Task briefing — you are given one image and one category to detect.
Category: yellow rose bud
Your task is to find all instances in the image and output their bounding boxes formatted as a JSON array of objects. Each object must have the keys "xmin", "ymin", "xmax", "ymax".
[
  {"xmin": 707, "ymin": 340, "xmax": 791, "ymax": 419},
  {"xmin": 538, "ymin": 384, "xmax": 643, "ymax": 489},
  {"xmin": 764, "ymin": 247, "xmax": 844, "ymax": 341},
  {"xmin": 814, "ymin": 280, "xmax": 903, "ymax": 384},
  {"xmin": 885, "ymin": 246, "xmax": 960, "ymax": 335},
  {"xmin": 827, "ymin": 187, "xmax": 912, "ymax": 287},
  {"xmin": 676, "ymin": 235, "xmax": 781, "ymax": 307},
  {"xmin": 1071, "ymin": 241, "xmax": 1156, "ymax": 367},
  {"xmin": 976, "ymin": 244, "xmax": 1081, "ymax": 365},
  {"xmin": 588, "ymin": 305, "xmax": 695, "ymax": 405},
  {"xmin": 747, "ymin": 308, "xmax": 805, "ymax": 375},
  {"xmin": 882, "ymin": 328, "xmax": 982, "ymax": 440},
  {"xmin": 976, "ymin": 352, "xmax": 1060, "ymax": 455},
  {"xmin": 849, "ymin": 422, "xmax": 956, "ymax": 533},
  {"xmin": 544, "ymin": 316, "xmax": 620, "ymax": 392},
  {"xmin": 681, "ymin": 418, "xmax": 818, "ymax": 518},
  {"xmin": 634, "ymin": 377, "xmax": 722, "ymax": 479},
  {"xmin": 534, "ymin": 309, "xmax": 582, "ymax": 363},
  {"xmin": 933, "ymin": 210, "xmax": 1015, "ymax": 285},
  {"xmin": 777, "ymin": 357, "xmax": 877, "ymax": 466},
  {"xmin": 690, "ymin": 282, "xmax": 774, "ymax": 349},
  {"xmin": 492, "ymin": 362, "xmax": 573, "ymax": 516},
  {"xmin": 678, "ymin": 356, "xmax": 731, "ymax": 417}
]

• _Instructions for the task_
Set down each line of the material above without a single alteration.

• _Your solution_
Task briefing — you are given one image and one category to detect.
Category: yellow rose bud
Your task is to find all instances in the image and output their bounding boxes formatted as a JSON array of objects. Each object must have the keys "xmin", "ymin", "xmax", "ymax".
[
  {"xmin": 707, "ymin": 340, "xmax": 791, "ymax": 419},
  {"xmin": 538, "ymin": 384, "xmax": 643, "ymax": 489},
  {"xmin": 764, "ymin": 247, "xmax": 844, "ymax": 341},
  {"xmin": 814, "ymin": 280, "xmax": 903, "ymax": 384},
  {"xmin": 885, "ymin": 246, "xmax": 960, "ymax": 335},
  {"xmin": 827, "ymin": 187, "xmax": 912, "ymax": 287},
  {"xmin": 676, "ymin": 235, "xmax": 781, "ymax": 307},
  {"xmin": 1071, "ymin": 241, "xmax": 1156, "ymax": 367},
  {"xmin": 976, "ymin": 244, "xmax": 1081, "ymax": 365},
  {"xmin": 588, "ymin": 305, "xmax": 695, "ymax": 405},
  {"xmin": 747, "ymin": 308, "xmax": 805, "ymax": 375},
  {"xmin": 882, "ymin": 328, "xmax": 982, "ymax": 440},
  {"xmin": 976, "ymin": 352, "xmax": 1060, "ymax": 455},
  {"xmin": 849, "ymin": 422, "xmax": 956, "ymax": 533},
  {"xmin": 544, "ymin": 316, "xmax": 620, "ymax": 392},
  {"xmin": 681, "ymin": 418, "xmax": 818, "ymax": 518},
  {"xmin": 634, "ymin": 377, "xmax": 722, "ymax": 479},
  {"xmin": 534, "ymin": 309, "xmax": 582, "ymax": 363},
  {"xmin": 933, "ymin": 210, "xmax": 1015, "ymax": 285},
  {"xmin": 777, "ymin": 357, "xmax": 877, "ymax": 466},
  {"xmin": 690, "ymin": 282, "xmax": 774, "ymax": 349},
  {"xmin": 492, "ymin": 362, "xmax": 573, "ymax": 516},
  {"xmin": 678, "ymin": 356, "xmax": 731, "ymax": 417}
]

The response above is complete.